Request:
How many lines of the material below contain the string "black"? Case counts, and the reply should be only the number.

Supplied information:
▽
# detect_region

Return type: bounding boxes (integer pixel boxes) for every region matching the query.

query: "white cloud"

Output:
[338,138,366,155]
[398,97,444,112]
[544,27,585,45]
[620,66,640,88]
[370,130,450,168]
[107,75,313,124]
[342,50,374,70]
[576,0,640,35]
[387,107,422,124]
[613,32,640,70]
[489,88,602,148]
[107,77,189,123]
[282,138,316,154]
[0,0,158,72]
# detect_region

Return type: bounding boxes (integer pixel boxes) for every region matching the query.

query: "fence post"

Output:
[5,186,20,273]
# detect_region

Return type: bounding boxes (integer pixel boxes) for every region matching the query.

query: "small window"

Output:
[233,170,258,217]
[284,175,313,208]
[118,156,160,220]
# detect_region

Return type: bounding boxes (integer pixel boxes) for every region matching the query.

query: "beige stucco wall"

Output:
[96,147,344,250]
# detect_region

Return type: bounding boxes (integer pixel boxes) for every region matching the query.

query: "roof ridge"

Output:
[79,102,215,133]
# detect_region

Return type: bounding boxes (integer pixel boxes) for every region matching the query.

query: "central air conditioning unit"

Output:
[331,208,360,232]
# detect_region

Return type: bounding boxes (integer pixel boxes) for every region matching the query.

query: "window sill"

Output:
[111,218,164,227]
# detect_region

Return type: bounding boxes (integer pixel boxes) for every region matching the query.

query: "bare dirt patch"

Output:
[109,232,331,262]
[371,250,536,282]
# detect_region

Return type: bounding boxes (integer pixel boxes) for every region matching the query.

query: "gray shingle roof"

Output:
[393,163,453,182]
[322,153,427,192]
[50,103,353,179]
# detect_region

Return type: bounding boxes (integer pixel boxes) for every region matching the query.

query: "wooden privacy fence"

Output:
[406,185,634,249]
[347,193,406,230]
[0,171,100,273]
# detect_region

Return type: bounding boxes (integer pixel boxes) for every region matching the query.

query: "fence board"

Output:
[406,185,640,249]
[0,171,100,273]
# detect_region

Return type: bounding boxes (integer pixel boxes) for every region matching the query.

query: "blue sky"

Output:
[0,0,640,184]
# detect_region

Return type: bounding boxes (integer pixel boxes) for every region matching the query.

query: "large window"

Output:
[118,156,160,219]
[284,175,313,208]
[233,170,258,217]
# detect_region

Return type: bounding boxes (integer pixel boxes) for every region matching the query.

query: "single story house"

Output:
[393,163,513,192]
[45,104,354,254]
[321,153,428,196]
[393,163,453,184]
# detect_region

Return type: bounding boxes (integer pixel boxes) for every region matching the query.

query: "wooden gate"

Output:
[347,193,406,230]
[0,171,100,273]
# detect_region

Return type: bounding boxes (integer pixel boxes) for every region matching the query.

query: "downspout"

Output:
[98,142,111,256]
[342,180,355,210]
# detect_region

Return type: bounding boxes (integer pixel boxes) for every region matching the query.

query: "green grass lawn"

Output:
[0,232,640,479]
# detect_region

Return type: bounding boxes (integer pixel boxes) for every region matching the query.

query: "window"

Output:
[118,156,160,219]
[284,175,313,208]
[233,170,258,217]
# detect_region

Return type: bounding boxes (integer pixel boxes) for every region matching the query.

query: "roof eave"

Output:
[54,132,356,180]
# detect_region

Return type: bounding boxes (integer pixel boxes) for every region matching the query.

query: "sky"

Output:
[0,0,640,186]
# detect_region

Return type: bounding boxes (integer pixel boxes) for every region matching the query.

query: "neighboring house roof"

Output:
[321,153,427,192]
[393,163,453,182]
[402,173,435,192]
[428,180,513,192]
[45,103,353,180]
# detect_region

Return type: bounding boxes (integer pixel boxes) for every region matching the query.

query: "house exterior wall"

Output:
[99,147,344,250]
△
▽
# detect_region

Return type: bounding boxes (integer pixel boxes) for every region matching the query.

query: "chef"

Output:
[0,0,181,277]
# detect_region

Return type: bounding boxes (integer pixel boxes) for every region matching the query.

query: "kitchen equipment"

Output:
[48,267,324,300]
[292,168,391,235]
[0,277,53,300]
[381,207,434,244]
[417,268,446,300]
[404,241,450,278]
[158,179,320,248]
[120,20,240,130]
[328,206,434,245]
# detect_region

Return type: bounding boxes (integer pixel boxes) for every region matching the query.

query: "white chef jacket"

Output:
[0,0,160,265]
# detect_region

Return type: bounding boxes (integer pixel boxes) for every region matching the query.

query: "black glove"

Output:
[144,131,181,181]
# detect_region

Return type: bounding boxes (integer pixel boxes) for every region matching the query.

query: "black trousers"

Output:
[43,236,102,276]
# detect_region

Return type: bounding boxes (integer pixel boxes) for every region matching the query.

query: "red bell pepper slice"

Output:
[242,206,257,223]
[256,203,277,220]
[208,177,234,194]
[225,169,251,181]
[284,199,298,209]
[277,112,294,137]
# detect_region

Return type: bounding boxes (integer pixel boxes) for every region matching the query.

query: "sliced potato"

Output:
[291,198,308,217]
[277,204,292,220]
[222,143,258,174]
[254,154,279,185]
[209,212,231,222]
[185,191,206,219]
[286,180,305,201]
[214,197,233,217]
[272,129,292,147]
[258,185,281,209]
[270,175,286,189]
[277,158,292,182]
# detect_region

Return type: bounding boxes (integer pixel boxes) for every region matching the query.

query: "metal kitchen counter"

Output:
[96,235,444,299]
△
▽
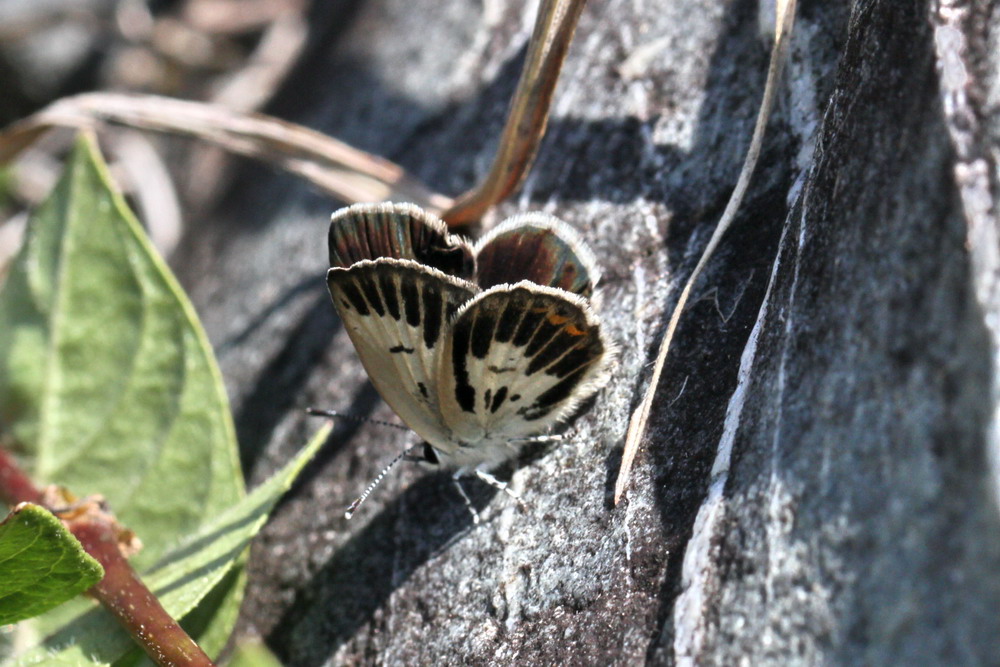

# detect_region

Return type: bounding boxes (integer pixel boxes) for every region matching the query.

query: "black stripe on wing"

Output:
△
Written response:
3